__SET PROBLEM 1__
In the piece on the BBC television production of A Christmas Carol, who produced it?
__SET PROBLEM 2__
Reproduce the piece on the BBC television production of A Christmas Carol, everything from "While this was" down to "time or not.".
__SET PROBLEM 3__
Take the piece on the BBC television production of A Christmas Carol further, picking up after its last sentence.

__SELECTED EXTRACT__
------------------------------------------------------------
Several of the newspaper previews and reviews of the production mention how it took up the use of two television studios, rather than simply being done in one as was more usual – although it was not unknown for big productions to be spread across a pair. The Birmingham Post, in a preview on December 14, claimed that “Bransby Williams, in the part of Scrooge, will be working on one set, while the rest of the cast will be performing elsewhere, and the two pictures will be superimposed to give a suitably ghostly effect.”
 
While this was true for certain scenes, it gives the impression that Williams was alone in one studio and the rest of the cast in the other, which was not the case. Only the scenes with the ghosts were done separately in this manner, and not necessarily always in different studios, so that the two could be cross-faded. However, it’s still impressive that Williams and his co-stars were able to play effectively without having one another nearby, whether they were in the same studio at the time or not.
 
“There are about fourteen scenes,” the Huddersfield Examiner reported on the 20th. “And approximately half the performance will be superimposed to give a suitably ghostly effect.” Producer Eric Fawcett had commented on the difficulties this presented in a preview in the Christmas edition of the Radio Times. “We are trying to keep the ghosts as ghostly as possible,” he told the magazine, “even though this entails the actors playing scenes while standing yards apart. Two-studio production will necessitate such careful work on the part of the cameramen, sound and vision-mixers and engineers – to say nothing of those dyed-in-the-wool enthusiasts, the studio staff.”
 
As to which studios these were, I have no hard evidence but I would say almost certainly the two original BBC Television studios, Studios A and B at Alexandra Palace in North London. The BBC had in 1950 begun using their newly-acquired facility at Lime Grove, a set of ex-film studios, with Studio D having launched at the children’s studio in May. Studio G had been opened for television with a variety spectacular on the Saturday before Christmas, but at this point drama production still seems to have been based at the Palace so it seems almost certain that A Christmas Carol came from there.

Alexandra Palace in 1946, with the transmitter mast above the BBC-occupied wing

Cast and Crew:
I wrote about Bransby Williams’s background playing Scrooge in my piece on the abandoned 1936 production, so there’s little need to repeat that here. It is worth saying, however, that at the age of 80 he must surely have been one of the earliest-born people ever to have starred in a television drama.
 
He did, however, have some level of assistance – The Stage the following month mentioned “Ewart Wheeler, who doubled so ingeniously for Bransby Williams in the recent televising of A Christmas Carol.” Wheeler is credited in the Radio Times simply for ‘other parts’, so you can imagine how he perhaps played Scrooge for certain shots seen only from behind, while Williams was prepared for a following shot or scene.
 
Among the rest of the cast, one name which leaps out to anyone familiar with the BBC’s 1950s television output is that of Patricia Fryer as ‘Fanny’ – Fryer would later play Margaret Appleyard, youngest of the Appleyard siblings in the BBC’s children’s soap opera-cum-sitcom The Appleyards, taking over the part for the second series in 1953 before outgrowing it herself in 1955, and returning for the one-off Christmas with The Appleyards in 1960. There is no Fan listed in the cast, so ‘Fanny’ is presumably a slightly-renamed version of Scrooge’s sister from the Christmas Past scenes, which Fryer would have been the right age for.
------------------------------------------------------------
__MATERIAL PROVIDED__
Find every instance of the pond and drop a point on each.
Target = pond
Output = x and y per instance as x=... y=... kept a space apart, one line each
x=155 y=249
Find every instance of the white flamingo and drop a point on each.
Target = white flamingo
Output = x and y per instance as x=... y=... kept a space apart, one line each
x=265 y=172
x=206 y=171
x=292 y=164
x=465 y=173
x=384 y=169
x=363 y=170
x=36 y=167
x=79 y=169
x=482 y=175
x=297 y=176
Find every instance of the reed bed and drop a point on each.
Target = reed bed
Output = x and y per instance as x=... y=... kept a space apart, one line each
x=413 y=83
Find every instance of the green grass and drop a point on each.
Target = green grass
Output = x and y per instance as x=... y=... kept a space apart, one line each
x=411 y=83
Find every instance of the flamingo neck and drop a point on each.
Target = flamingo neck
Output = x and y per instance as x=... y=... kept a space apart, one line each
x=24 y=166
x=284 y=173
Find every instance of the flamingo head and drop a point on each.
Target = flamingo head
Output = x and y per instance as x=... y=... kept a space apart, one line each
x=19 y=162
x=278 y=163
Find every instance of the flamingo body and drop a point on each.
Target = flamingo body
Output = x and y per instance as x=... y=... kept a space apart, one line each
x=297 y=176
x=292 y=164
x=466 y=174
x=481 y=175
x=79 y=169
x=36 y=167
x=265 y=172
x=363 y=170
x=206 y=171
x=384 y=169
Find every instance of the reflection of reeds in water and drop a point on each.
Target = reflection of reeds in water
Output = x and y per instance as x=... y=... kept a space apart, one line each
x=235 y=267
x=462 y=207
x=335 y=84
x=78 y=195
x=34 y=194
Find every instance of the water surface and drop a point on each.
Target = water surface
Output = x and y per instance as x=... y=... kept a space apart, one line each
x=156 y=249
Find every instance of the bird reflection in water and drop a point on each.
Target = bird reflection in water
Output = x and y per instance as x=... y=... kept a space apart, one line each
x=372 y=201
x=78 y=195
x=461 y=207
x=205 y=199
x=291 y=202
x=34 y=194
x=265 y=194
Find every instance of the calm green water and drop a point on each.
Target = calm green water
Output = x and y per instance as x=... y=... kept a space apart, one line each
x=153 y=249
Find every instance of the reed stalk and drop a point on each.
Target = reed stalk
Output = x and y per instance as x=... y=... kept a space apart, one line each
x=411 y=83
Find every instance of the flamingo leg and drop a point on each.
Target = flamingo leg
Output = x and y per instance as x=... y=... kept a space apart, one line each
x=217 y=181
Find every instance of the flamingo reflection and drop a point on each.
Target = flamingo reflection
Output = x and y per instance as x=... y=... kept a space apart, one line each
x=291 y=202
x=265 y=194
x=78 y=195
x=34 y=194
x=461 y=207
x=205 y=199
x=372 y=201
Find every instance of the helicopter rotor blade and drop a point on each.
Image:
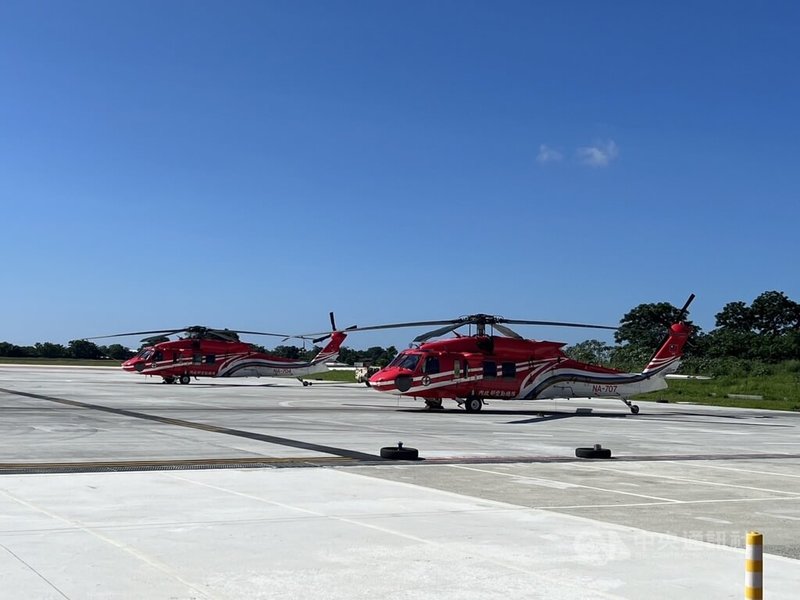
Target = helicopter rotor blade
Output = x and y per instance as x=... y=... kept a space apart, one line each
x=507 y=331
x=132 y=333
x=282 y=335
x=437 y=332
x=685 y=309
x=557 y=324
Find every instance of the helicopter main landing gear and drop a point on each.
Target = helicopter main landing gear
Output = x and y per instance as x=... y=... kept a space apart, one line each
x=473 y=404
x=634 y=408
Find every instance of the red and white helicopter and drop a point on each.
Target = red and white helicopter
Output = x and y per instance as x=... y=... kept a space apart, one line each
x=471 y=369
x=208 y=352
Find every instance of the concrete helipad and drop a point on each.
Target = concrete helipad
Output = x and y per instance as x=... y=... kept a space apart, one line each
x=116 y=486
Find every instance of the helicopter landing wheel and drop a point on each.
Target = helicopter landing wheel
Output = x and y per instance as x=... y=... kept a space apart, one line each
x=473 y=404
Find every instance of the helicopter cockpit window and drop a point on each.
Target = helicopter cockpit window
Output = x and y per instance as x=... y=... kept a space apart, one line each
x=431 y=365
x=405 y=361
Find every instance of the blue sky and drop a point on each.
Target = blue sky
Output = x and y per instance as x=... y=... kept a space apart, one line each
x=254 y=165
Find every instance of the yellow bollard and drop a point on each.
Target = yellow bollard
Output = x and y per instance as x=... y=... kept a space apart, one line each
x=754 y=566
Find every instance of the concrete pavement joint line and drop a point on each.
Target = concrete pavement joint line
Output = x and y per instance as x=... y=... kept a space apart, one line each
x=211 y=428
x=737 y=470
x=530 y=572
x=588 y=487
x=594 y=522
x=685 y=479
x=555 y=507
x=37 y=573
x=73 y=525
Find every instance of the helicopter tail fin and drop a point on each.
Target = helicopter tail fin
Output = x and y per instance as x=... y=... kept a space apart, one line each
x=668 y=357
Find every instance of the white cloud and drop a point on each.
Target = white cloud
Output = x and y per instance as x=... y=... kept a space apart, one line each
x=547 y=154
x=599 y=155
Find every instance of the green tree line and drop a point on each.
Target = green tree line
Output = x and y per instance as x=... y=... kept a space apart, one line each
x=765 y=331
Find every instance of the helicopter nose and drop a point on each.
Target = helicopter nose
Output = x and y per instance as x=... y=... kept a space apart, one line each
x=391 y=380
x=403 y=382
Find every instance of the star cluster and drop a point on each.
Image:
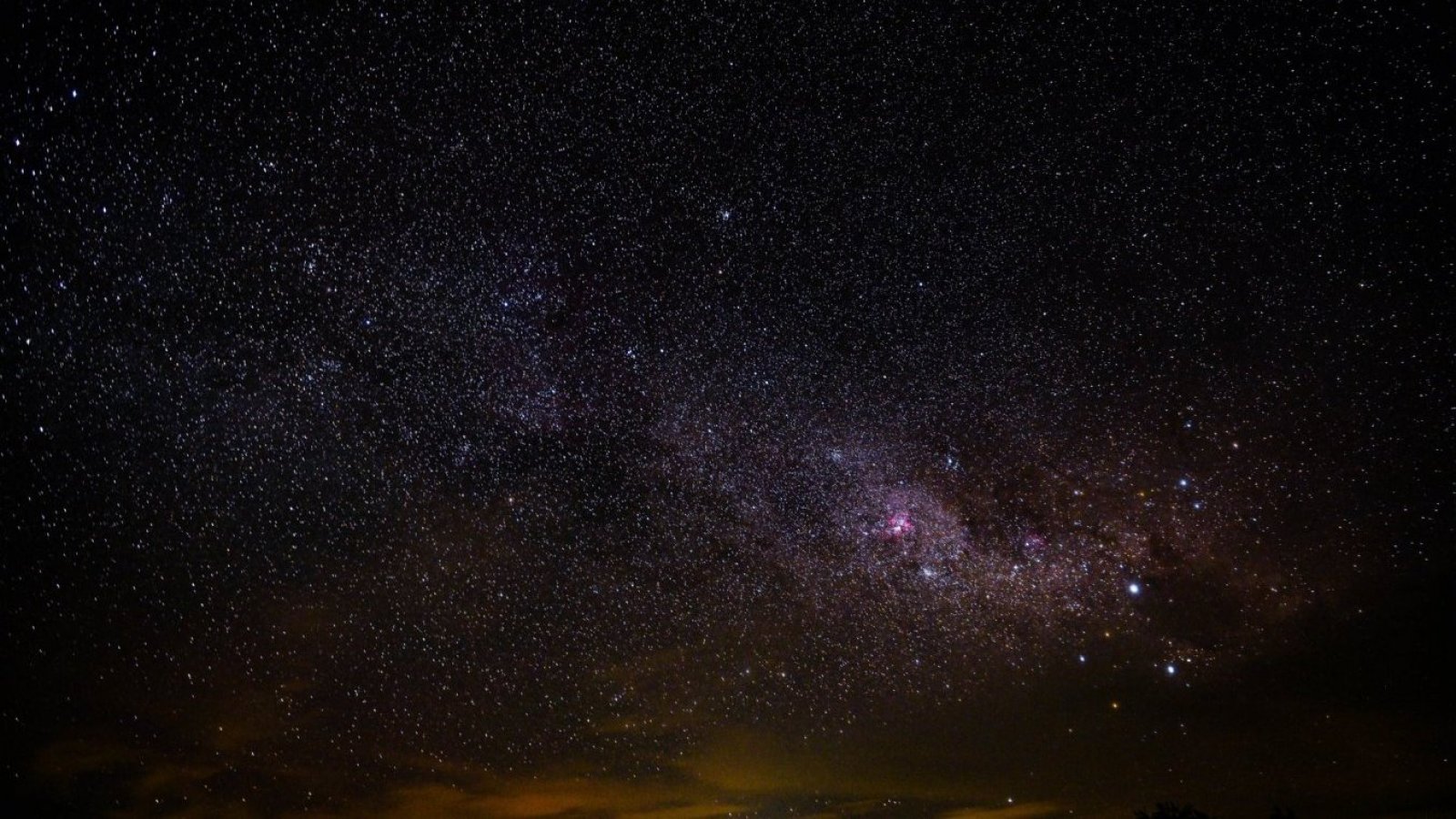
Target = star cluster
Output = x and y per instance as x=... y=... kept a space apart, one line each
x=642 y=410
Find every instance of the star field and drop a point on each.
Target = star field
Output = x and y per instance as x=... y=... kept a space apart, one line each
x=655 y=410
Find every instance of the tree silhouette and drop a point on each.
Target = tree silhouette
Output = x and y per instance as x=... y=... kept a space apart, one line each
x=1171 y=811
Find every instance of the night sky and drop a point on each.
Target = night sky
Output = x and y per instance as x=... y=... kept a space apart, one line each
x=684 y=410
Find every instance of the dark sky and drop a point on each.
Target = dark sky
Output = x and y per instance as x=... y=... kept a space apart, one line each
x=683 y=410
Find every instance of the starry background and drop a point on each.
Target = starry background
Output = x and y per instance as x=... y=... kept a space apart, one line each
x=693 y=410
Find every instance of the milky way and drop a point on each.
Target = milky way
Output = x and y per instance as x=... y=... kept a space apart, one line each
x=657 y=411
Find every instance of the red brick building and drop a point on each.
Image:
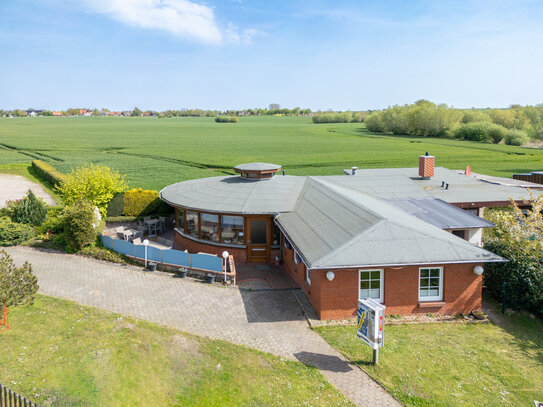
------------------------------------------------------------
__EXPECTED ANSWER 1__
Eric Fawcett

__EXPECTED ANSWER 2__
While this was true for certain scenes, it gives the impression that Williams was alone in one studio and the rest of the cast in the other, which was not the case. Only the scenes with the ghosts were done separately in this manner, and not necessarily always in different studios, so that the two could be cross-faded. However, it’s still impressive that Williams and his co-stars were able to play effectively without having one another nearby, whether they were in the same studio at the time or not.

__EXPECTED ANSWER 3__
 
As is not exactly common but also not unique, the three performers playing the ghosts here double-up in other parts. Arthur Hambling as the Spirit of Christmas Past also appears as one of the stock exchange gentlemen discussing Scrooge’s death in the Yet-to-Come scenes; Julian d’Albie as the Ghost of Christmas Present – yes, they were billed as a mix of ‘Spirit’ and ‘Ghost’ – is also credited as a ‘portly gentleman’, and WE Holloway as the Spirit of Christmas to Come (no ‘yet’ in the billing) also portrays Marley.
 
Whether this was for effect or for economy is debateable, however it appears to have almost certainly been the former. ‘Young Scrooge’ actor John Bentley also has a credit as a night watchman appearing early on in the play, and similarly Old Joe actor Leonard Sharp appears as a crossing sweeper. Fryer too had a second role, credited as ‘Girl waif’ alongside Michael Edmonds as ‘Boy waif’ – from their placing in the order-of-appearance cast list, almost certainly these are Ignorance and Want from the end of the ‘Present’ section. This perhaps adds weight to the idea that the doubling-up was a deliberate effect, with some of the figures Scrooge encounters through the story having the faces of those who are familiar to him.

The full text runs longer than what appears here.